*DESCRIPTION OF THE TASK*
Could you reproduce each of the lines below word for word?

*RECORD EXTRACTS*

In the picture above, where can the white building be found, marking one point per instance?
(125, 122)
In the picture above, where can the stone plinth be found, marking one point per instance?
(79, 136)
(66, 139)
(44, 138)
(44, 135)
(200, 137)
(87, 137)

*SOLVED EXERCISE*
In the picture above, where can the white building be found, marking one point per instance?
(125, 122)
In the picture above, where can the stone plinth be found, marking one point per instance?
(79, 136)
(66, 139)
(44, 138)
(44, 135)
(200, 137)
(87, 137)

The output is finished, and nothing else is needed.